§ GIVEN TASK
Look below for the line containing "Can you see the crowd". Output it and each remaining line of the entries exactly, and nothing else.

§ ENTRIES SUPPLIED
* Begin *
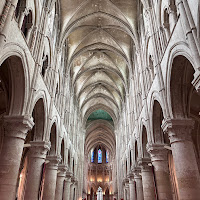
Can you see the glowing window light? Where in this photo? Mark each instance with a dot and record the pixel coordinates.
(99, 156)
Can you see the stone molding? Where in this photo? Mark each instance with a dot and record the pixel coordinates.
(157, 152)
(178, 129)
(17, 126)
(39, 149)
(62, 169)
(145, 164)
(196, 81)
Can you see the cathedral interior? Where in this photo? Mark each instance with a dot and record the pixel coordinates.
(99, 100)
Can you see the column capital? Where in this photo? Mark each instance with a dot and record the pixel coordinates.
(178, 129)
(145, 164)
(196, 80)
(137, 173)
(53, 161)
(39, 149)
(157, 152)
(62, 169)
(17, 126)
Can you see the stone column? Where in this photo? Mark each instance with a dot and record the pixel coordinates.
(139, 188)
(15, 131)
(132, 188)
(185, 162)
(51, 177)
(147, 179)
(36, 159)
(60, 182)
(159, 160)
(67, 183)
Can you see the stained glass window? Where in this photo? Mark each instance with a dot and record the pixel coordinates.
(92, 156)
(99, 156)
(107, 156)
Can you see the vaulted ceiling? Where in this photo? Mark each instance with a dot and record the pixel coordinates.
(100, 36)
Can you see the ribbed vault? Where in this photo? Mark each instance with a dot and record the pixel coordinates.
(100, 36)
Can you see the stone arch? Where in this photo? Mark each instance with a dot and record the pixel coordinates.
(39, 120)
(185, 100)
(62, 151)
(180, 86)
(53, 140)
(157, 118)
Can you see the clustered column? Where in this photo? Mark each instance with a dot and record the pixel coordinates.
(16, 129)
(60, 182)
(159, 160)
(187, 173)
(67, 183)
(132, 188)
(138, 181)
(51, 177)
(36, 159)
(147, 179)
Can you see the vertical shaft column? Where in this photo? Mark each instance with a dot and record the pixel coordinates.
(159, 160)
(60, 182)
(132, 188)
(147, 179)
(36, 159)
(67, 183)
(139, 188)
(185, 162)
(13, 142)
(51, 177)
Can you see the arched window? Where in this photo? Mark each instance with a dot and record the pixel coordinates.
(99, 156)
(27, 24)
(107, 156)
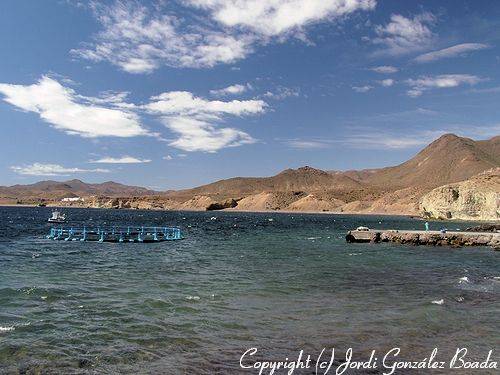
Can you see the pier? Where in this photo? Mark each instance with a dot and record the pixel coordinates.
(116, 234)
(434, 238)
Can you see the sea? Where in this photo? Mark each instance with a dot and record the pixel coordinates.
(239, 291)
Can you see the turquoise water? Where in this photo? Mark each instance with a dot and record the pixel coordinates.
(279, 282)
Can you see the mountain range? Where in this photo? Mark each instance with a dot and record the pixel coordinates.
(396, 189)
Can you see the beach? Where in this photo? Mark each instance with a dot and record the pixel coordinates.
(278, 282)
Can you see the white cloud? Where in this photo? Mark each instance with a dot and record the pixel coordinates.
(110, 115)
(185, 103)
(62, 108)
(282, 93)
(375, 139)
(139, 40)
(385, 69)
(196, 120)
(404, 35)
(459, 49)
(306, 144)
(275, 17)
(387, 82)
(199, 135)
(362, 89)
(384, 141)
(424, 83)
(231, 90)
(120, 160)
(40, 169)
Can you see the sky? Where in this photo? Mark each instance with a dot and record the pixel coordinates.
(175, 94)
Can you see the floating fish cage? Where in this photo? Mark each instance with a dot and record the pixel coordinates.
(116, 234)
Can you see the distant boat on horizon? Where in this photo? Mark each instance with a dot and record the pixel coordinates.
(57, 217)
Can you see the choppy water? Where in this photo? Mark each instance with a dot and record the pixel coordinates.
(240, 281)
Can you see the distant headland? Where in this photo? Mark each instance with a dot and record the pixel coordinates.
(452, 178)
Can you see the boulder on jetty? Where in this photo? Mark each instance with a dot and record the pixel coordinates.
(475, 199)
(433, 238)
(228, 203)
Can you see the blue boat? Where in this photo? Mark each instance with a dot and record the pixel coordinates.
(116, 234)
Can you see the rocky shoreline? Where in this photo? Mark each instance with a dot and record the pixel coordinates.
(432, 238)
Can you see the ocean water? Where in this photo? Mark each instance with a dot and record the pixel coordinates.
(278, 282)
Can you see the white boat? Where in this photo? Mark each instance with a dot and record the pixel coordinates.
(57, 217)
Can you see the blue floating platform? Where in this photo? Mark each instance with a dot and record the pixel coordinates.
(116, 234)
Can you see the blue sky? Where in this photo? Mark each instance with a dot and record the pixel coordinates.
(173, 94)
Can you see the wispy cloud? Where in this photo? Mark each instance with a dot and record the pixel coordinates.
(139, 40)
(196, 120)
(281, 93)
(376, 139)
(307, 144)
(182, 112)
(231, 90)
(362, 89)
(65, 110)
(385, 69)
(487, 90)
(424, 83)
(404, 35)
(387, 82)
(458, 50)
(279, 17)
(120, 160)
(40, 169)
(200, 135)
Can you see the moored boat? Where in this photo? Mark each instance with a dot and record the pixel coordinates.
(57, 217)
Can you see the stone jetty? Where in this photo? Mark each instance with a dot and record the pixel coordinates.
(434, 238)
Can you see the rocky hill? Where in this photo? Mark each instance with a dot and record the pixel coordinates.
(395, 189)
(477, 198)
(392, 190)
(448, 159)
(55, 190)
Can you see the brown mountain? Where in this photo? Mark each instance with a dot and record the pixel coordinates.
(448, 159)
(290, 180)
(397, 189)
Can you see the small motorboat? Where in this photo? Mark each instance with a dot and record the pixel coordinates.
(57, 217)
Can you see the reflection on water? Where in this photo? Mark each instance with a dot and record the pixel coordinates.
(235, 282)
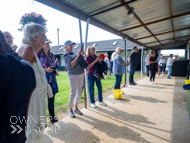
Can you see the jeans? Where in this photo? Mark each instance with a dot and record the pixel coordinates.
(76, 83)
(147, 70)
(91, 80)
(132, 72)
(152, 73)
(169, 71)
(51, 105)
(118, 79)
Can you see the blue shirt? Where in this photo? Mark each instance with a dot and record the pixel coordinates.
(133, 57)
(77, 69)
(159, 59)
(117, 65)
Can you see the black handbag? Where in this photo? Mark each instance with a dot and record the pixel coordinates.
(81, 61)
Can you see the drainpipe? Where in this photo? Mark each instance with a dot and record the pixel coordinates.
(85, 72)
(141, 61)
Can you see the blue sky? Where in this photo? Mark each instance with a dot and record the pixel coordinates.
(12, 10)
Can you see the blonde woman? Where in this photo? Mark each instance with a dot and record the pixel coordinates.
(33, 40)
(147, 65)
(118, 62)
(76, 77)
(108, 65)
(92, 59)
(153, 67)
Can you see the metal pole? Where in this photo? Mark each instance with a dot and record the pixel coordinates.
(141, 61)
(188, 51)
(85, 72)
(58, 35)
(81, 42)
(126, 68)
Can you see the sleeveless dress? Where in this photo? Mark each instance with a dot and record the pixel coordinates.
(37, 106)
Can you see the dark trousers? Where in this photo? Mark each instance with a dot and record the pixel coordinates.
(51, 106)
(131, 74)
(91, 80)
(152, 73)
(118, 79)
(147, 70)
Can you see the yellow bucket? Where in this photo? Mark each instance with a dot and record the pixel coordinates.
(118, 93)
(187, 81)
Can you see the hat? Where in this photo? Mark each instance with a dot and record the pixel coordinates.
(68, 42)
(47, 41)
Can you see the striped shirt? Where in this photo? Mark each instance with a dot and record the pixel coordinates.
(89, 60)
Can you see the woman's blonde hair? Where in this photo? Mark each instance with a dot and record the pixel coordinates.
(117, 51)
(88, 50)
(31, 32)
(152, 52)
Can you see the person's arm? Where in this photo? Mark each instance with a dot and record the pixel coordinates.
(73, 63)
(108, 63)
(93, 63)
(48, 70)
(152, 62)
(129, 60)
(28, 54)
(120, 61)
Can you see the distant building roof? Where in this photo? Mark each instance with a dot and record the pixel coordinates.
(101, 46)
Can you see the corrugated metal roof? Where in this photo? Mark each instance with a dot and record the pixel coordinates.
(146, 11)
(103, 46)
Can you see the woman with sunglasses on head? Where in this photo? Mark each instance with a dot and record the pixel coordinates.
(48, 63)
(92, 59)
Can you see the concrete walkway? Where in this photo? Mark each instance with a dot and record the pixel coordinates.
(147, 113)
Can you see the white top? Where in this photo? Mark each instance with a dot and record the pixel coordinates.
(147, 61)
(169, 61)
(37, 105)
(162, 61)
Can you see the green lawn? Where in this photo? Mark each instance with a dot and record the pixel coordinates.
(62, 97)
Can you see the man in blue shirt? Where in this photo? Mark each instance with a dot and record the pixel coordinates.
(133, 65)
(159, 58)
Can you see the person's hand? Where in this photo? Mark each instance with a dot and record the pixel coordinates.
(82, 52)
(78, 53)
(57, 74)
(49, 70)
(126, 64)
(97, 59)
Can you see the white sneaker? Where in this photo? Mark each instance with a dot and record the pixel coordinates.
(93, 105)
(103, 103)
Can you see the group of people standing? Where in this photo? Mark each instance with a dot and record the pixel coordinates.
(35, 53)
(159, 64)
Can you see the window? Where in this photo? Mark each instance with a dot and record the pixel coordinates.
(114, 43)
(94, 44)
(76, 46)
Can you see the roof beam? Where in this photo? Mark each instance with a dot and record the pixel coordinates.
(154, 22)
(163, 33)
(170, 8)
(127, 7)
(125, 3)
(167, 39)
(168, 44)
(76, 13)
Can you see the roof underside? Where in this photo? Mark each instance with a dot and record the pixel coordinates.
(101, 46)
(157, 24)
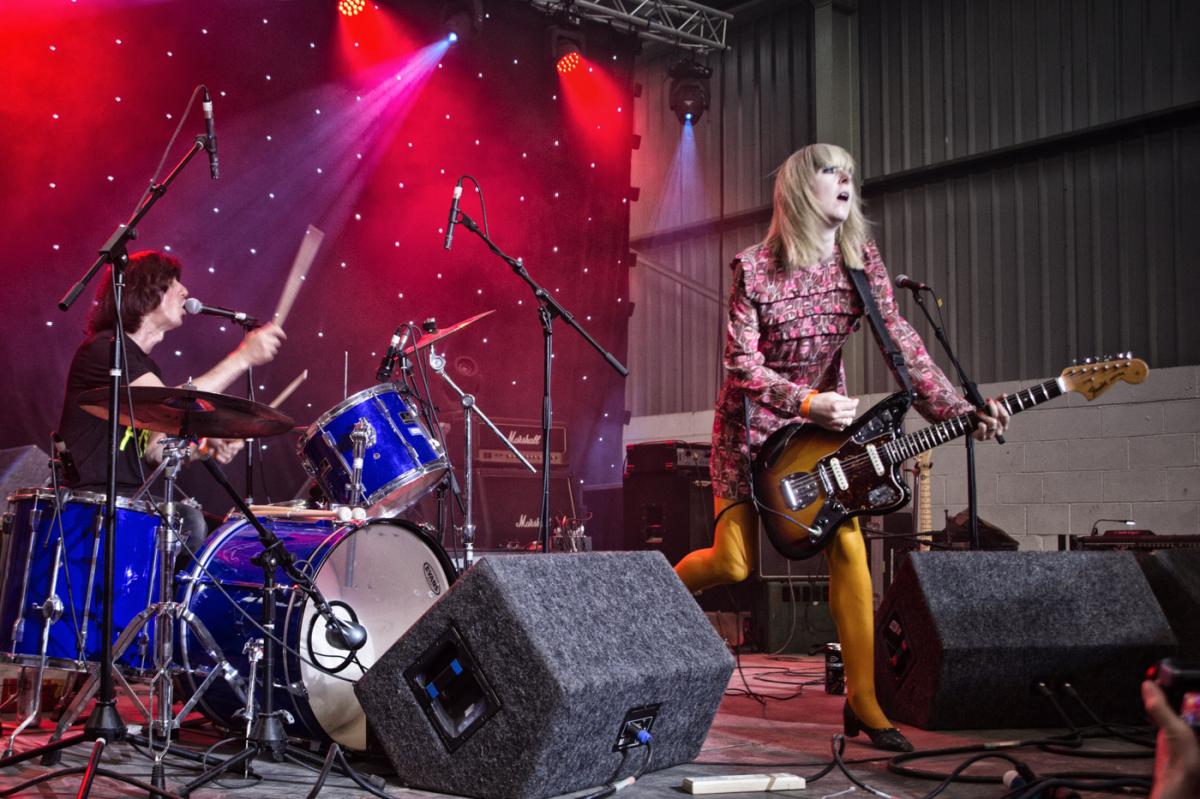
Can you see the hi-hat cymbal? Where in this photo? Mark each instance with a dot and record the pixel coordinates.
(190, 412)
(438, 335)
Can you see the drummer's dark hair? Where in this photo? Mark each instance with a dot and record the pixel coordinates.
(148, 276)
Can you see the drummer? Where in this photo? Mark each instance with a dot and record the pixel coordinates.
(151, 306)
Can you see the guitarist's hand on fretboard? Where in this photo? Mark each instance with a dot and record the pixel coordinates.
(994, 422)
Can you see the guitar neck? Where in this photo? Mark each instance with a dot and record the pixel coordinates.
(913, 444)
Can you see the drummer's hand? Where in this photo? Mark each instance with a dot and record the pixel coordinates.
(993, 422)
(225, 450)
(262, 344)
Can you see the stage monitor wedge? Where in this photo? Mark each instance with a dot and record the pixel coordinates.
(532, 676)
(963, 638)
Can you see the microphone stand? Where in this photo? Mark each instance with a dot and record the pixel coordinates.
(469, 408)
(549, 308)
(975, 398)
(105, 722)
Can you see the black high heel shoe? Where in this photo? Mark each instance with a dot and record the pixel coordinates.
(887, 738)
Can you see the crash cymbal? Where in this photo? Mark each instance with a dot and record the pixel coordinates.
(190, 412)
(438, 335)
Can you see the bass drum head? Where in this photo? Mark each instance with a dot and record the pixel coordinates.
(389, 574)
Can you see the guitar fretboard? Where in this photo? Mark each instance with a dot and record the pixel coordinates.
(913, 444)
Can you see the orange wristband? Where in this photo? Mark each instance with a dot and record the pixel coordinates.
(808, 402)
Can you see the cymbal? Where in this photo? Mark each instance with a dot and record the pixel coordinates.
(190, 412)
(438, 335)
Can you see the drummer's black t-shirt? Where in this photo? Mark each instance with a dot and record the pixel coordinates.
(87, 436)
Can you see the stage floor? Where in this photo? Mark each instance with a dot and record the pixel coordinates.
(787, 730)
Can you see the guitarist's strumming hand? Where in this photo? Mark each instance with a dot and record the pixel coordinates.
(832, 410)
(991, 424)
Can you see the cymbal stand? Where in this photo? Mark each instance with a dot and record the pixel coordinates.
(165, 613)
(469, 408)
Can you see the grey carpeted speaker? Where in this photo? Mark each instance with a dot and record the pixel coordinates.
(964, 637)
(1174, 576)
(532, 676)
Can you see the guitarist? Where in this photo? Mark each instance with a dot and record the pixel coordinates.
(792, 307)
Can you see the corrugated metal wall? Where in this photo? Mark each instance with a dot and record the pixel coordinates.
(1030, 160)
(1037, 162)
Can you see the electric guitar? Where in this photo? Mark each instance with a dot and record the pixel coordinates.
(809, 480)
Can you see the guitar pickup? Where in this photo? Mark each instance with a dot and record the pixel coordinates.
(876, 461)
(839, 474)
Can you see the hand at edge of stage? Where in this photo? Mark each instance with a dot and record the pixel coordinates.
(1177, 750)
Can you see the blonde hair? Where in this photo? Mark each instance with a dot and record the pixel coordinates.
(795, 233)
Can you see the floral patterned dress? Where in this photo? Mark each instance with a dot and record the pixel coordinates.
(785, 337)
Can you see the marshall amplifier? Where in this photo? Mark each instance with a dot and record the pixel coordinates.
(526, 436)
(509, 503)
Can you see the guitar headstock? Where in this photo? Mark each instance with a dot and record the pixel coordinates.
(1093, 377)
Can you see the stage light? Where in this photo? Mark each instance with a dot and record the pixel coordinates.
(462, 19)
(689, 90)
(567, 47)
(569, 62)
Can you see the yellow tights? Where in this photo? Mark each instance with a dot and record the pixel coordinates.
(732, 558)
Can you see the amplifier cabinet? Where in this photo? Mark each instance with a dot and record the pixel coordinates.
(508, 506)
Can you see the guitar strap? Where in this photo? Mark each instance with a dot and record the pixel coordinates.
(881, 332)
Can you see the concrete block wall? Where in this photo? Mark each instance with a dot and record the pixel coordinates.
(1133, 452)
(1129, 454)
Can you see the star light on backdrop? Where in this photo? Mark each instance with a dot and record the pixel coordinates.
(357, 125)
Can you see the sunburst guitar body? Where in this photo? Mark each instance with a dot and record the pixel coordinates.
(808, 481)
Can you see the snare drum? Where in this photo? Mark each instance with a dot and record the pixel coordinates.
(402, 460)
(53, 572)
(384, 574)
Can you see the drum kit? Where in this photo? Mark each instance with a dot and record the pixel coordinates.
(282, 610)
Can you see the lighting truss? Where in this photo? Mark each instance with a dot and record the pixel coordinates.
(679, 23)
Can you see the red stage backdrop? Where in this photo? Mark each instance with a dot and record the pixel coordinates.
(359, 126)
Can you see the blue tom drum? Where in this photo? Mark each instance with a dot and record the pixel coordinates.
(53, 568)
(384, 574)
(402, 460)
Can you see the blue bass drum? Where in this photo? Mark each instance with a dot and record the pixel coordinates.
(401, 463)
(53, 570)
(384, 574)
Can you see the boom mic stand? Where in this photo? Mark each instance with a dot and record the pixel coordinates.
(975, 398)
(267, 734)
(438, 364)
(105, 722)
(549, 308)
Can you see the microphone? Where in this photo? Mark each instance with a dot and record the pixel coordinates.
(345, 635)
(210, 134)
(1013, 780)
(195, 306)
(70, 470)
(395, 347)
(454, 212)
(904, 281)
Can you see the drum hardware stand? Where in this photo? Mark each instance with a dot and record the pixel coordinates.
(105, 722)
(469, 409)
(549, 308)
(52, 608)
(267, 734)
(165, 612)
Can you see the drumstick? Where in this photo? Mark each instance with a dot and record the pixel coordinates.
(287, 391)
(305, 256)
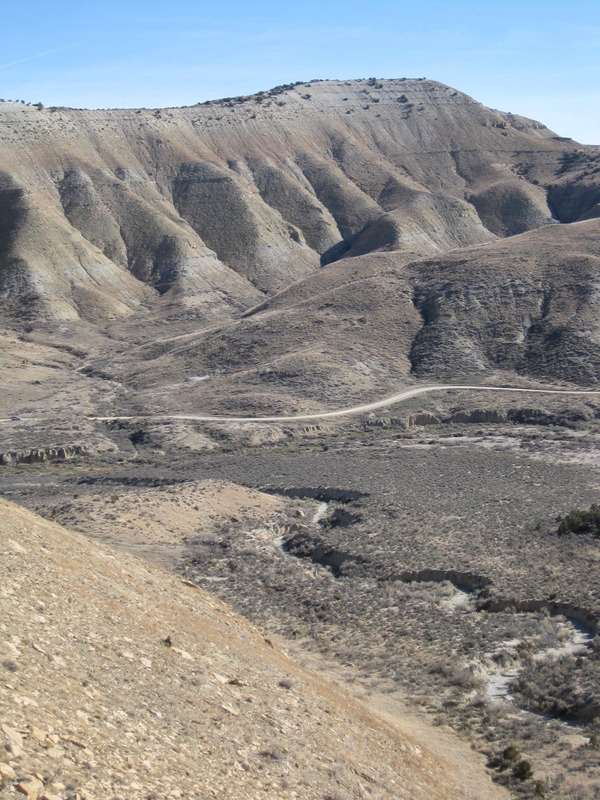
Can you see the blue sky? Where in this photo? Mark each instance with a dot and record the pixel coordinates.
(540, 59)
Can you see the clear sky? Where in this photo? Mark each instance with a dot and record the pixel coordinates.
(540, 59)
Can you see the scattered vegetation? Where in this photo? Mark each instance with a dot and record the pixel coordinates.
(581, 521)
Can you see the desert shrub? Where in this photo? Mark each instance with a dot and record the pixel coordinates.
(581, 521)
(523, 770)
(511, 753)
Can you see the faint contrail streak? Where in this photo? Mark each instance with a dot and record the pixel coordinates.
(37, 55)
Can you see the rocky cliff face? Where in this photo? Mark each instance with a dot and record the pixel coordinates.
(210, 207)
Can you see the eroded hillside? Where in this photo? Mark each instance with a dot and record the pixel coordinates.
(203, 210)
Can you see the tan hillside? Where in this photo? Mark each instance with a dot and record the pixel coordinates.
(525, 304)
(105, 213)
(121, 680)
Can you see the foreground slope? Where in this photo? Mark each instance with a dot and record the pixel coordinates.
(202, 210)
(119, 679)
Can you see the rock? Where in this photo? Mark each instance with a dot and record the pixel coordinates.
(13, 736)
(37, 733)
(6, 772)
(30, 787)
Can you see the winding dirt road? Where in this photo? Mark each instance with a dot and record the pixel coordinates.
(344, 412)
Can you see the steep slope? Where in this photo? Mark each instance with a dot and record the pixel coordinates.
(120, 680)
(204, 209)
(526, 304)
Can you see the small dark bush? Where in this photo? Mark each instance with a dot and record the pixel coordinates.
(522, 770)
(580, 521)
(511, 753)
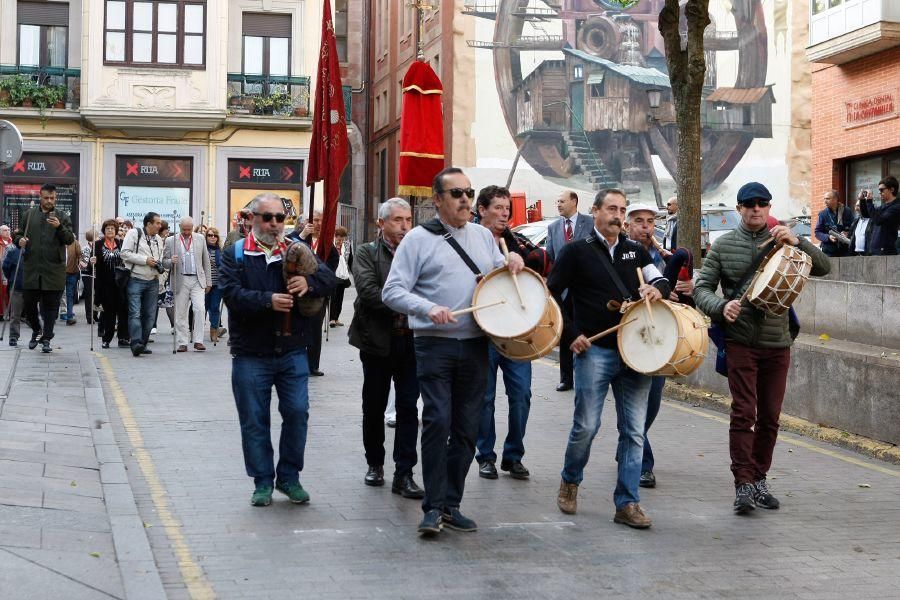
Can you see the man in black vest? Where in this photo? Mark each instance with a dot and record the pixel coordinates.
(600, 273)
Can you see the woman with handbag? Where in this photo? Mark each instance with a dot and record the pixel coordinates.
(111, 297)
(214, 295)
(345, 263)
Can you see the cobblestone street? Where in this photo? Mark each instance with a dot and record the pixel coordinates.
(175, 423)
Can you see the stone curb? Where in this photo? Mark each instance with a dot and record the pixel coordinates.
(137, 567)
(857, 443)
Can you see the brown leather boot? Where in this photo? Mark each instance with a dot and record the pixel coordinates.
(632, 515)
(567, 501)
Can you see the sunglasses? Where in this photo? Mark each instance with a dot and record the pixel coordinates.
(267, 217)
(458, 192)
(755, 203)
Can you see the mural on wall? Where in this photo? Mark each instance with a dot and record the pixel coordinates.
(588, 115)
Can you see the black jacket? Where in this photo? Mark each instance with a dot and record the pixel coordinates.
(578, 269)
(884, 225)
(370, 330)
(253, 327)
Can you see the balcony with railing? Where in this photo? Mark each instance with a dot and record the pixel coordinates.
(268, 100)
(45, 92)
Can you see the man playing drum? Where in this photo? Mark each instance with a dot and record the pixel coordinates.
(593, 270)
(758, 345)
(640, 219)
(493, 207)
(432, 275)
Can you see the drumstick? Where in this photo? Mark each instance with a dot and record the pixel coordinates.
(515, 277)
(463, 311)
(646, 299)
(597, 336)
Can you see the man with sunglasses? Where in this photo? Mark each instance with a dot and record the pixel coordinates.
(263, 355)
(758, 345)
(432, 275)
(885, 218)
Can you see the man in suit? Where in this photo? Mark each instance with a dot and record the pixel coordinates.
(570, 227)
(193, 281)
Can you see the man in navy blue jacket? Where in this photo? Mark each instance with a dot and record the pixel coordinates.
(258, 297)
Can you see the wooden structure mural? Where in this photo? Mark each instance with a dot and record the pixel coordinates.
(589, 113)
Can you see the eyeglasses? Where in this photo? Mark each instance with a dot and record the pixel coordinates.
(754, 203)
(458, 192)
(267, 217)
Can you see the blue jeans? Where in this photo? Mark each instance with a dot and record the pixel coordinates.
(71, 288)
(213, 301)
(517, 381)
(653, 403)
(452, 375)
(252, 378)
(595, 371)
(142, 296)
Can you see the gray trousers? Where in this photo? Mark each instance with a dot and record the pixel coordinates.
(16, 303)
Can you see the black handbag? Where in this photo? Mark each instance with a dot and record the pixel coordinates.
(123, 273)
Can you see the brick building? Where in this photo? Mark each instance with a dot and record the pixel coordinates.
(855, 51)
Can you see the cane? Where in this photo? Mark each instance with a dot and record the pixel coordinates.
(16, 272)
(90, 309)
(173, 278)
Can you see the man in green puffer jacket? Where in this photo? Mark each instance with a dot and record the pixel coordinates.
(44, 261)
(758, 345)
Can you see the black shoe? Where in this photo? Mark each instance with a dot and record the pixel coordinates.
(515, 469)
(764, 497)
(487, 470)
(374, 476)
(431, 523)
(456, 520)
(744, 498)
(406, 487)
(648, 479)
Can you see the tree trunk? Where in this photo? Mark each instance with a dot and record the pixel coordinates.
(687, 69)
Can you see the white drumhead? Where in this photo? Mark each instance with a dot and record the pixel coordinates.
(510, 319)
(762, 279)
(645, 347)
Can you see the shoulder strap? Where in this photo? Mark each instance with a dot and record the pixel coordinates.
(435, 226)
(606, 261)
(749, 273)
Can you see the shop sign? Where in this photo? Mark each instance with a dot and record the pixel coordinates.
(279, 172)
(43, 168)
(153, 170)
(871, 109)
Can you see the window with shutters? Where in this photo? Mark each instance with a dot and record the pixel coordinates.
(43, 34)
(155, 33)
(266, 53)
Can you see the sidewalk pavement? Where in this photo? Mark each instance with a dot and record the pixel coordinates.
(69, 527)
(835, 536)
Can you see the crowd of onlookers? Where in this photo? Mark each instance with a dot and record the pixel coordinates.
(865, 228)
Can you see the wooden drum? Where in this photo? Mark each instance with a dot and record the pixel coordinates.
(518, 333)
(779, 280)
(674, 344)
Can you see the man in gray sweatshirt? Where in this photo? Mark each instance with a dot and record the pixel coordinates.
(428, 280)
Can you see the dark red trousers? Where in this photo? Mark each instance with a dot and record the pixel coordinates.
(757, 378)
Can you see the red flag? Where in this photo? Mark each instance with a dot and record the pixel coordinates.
* End *
§ THE ANSWER
Can you see the crowd of onlookers? Where in this photo? Mark each instance with a dot and record the pixel coordinates.
(865, 228)
Can you see the wooden drum? Where in this photo? Mark each instance with a dot and record the pixel coordinates.
(518, 333)
(779, 280)
(674, 344)
Can you see the man in gray sweatshirt? Where in this photo? Mark each instance with a dot and record the pixel coordinates.
(428, 280)
Can you see the dark red trousers? Where in this photo? Mark each instance with a dot and record the pixel coordinates.
(757, 378)
Can you see the red flag? Where in this photo? Mark each instance with a dot and record the pixel coordinates.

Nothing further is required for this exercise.